Trecho selecionado:
■ ■ ■ ■

Eu ainda estava no segundo ano da universidade, quando um professor visitante veio dar aula de computer algorithms. Naquela época, não tínhamos ideia de como a palavra algoritmo viria a fazer parte do nosso cotidiano e dividir o mundo (já assistiram ao documentário ‘O dilema das redes sociais’? Em outro momento, a gente fala sobre isso).
Voltando ao professor, ele era o Daniel Cohen – médico, cientista da computação, escritor. Sujeito brilhante. Falava oito idiomas, tinha o raciocínio muito veloz, um cara realmente sagaz. Cativava a todos com apresentações que eram desafios intelectuais.
Dr. Cohen fez algo inusitado: convidou cada aluno para reuniões individuais. Lembro de ter pensando: ele ficará aqui por apenas um semestre. Por que se dar ao trabalho de nos conhecer fora da sala de aula? Na nossa conversa, ele perguntou o que eu pretendia fazer depois de formado. Eu tinha apenas 18 anos e estava me divertindo com a recém-obtida liberdade da vida universitária. A resposta foi algo como ‘Ainda está muito cedo para pensar nisso!´.

■ ■ ■ ■

Informações fornecidas:

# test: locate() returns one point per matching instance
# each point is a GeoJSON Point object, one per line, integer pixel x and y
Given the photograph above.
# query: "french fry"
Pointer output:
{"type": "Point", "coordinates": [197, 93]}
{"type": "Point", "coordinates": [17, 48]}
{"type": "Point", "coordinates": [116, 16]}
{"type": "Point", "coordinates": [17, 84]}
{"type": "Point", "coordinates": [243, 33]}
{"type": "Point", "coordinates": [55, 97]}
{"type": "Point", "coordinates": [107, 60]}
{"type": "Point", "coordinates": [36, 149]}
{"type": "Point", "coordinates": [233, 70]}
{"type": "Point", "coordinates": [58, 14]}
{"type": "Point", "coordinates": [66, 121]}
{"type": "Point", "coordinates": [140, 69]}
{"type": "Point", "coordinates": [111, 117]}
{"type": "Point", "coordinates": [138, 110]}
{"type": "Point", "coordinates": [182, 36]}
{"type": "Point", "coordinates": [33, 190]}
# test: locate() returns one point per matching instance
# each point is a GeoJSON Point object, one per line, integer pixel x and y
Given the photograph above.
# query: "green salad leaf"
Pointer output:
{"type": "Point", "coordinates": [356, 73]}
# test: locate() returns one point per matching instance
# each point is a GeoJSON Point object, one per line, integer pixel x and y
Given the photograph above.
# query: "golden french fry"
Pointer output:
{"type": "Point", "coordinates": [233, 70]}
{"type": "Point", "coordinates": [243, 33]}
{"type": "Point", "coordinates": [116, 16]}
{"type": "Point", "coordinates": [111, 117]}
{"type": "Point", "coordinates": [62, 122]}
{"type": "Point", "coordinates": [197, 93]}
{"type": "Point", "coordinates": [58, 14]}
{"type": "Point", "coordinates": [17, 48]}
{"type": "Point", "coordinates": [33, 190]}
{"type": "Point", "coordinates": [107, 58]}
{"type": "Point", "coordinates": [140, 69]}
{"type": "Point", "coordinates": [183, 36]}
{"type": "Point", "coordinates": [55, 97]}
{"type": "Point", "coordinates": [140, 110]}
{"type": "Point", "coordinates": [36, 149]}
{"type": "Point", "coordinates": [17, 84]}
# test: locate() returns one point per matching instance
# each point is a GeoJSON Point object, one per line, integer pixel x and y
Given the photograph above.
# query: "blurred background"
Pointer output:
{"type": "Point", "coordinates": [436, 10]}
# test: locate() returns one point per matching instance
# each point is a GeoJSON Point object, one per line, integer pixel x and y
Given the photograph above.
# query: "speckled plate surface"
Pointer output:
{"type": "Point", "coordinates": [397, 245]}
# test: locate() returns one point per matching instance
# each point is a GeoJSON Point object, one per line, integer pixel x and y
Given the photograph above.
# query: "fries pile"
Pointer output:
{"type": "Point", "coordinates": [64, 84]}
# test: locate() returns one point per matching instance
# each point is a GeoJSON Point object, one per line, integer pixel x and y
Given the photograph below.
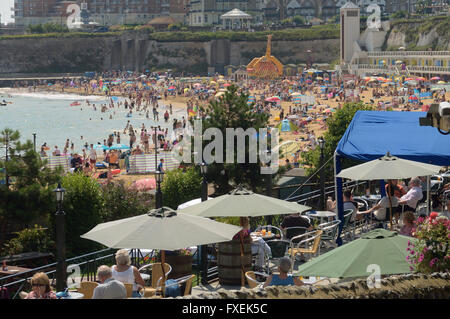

■ ■ ■ ■

Aplique a leitura:
1. Responda com base no relato sobre o professor Daniel Cohen:
(a) Em que ano da universidade estava quem narra quando o professor visitante chegou?
(b) Quantos idiomas Daniel Cohen falava?
(c) Que idade tinha quem narra na época da conversa com o professor?
2. Transcreva do relato sobre o professor Daniel Cohen o trecho que começa em "Eu ainda estava" e termina em "eram desafios intelectuais.".
3. Dê continuidade ao relato sobre o professor Daniel Cohen a partir do ponto em que o texto termina.

Tarefas resolvidas:
1.
(a) No segundo ano.
(b) Oito.
(c) 18 anos.

2.
Eu ainda estava no segundo ano da universidade, quando um professor visitante veio dar aula de computer algorithms. Naquela época, não tínhamos ideia de como a palavra algoritmo viria a fazer parte do nosso cotidiano e dividir o mundo (já assistiram ao documentário ‘O dilema das redes sociais’? Em outro momento, a gente fala sobre isso).
Voltando ao professor, ele era o Daniel Cohen – médico, cientista da computação, escritor. Sujeito brilhante. Falava oito idiomas, tinha o raciocínio muito veloz, um cara realmente sagaz. Cativava a todos com apresentações que eram desafios intelectuais.

3.
Olhando bem fundo nos meus olhos semi-adolescentes, o mestre disparou: `Se você não sabe onde quer chegar, vai ser difícil ser bem-sucedido!’. Foi uma sacudida. Desde então, mantenho uma lista de objetivos pessoais que reviso regularmente. E mais importante: planejo e executo as ações para chegar lá.
Meu primeiro trabalho foi em um banco de investimento. Lá conheci o Zé Baixinho (naquela época chamá-lo assim não era bullying). Que personagem! Em um ambiente de alta performance e pressão por resultados, estava sempre com um sorriso no rosto e um comentário irônico engatilhado. Todos gostavam dele. Era da área comercial e tinha os melhores resultados, mesmo mal sabendo usar uma calculadora. Trabalhávamos em open space e, um dia, o colega apontou para a sua mesa, onde havia apenas um computador e um rolodex (dá uma googlada aí para ver o que era).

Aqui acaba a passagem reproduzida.